#### O que fazer:
Com base no texto sobre a sessão de certificação dos votos, responda:
1. Em que data está marcada a posse de Biden?
2. Quem presidiu a sessão?
3. Segundo opiniões de conservadores proeminentes na mídia, de que haveria necessidade?

A sessão interrompida é um procedimento formal que antecede a posse de Biden em 20 de janeiro. Essa é a etapa final para a certificação dos votos do Colégio Eleitoral, após a homologação do resultado do voto popular em cada Estado e os membros do Colégio Eleitoral se reunirem para dar o seu voto. O procedimento legal estabelece que nessa sessão possam ser feitas observações sobre os votos do Colégio Eleitoral.

O fracasso da campanha contra a “fraude”

Depois de uma série de reveses em suas contestações legais e após o fracasso dos esforços para pressionar legisladores estaduais e governadores republicanos a não reconhecerem os resultados eleitorais, a fúria e o desespero de Trump se voltaram para a sessão. Sua pressão sobre o vice-presidente Pence, que presidiu a sessão, e a bancada republicana de deputados e senadores foi aumentando, levando um grande grupo de parlamentares do Partido Republicano a se comprometerem em expressar suas observações sobre o resultado eleitoral, sem essa possibilidade jurídica aberta alguma de reverter os resultados.

A campanha contra a suposta fraude tensionou ao máximo a situação interna do Partido Republicano, aprofundando os conflitos. Opiniões de conservadores proeminentes apareceram na mídia expressando a necessidade de um novo partido. Os republicanos que ocupam cargos estão divididos entre o desejo de sustentar a institucionalidade e a pressão de Trump e uma base de direita radicalizada que hoje se expressa nas ruas.

#### Dados fornecidos:
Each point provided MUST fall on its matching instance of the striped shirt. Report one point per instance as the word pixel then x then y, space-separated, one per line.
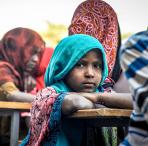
pixel 134 62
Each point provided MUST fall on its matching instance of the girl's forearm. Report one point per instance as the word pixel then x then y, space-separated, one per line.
pixel 20 96
pixel 74 102
pixel 116 100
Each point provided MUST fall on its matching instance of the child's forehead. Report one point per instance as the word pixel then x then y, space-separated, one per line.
pixel 94 52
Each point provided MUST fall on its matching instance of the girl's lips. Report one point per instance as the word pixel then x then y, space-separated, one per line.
pixel 89 85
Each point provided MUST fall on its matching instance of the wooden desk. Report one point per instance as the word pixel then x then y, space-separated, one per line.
pixel 103 117
pixel 13 109
pixel 91 117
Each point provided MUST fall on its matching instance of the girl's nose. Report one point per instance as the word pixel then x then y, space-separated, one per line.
pixel 35 58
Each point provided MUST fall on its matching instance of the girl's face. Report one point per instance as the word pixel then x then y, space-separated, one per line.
pixel 86 74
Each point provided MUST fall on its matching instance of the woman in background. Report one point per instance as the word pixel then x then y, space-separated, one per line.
pixel 21 50
pixel 134 62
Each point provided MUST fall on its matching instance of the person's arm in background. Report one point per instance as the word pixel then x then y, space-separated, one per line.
pixel 112 100
pixel 11 93
pixel 122 85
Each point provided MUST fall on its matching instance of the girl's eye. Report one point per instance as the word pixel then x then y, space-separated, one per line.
pixel 80 65
pixel 97 66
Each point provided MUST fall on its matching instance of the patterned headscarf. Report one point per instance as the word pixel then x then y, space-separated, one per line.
pixel 67 53
pixel 16 48
pixel 98 19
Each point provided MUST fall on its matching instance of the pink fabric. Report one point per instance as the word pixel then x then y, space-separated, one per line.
pixel 40 111
pixel 43 65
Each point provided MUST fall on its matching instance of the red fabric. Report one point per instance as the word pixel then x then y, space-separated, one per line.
pixel 43 65
pixel 98 19
pixel 16 48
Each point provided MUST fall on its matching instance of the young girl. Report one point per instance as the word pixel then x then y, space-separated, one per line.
pixel 78 66
pixel 21 50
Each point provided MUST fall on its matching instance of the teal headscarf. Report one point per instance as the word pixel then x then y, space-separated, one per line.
pixel 67 53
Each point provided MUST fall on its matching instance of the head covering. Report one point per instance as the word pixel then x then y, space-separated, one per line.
pixel 67 53
pixel 98 19
pixel 16 48
pixel 134 62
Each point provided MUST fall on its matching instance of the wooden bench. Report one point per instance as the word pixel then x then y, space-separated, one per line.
pixel 91 117
pixel 13 109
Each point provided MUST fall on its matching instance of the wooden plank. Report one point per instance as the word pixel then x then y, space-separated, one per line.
pixel 15 105
pixel 102 112
pixel 80 113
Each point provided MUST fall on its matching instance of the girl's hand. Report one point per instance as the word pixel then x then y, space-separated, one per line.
pixel 94 97
pixel 73 102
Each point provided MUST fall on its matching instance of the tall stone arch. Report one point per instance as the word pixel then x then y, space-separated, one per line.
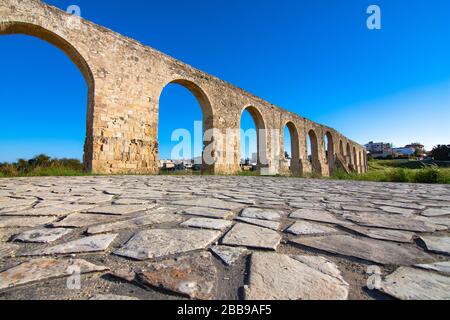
pixel 207 116
pixel 15 27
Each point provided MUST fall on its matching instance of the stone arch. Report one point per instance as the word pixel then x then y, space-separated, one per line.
pixel 349 155
pixel 341 148
pixel 296 168
pixel 16 27
pixel 330 153
pixel 207 115
pixel 362 161
pixel 315 160
pixel 261 135
pixel 355 159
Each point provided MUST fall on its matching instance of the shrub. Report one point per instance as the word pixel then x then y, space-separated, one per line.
pixel 428 175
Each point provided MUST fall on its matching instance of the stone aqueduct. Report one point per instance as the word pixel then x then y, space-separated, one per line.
pixel 125 80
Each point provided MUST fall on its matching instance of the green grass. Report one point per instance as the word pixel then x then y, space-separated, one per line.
pixel 399 171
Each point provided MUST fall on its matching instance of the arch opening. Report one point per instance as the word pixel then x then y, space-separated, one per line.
pixel 62 96
pixel 182 141
pixel 313 152
pixel 329 150
pixel 291 148
pixel 252 140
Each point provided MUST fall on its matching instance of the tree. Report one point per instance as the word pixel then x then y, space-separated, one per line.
pixel 441 153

#### Resposta:
1. Em 20 de janeiro.
2. O vice-presidente Pence.
3. De um novo partido.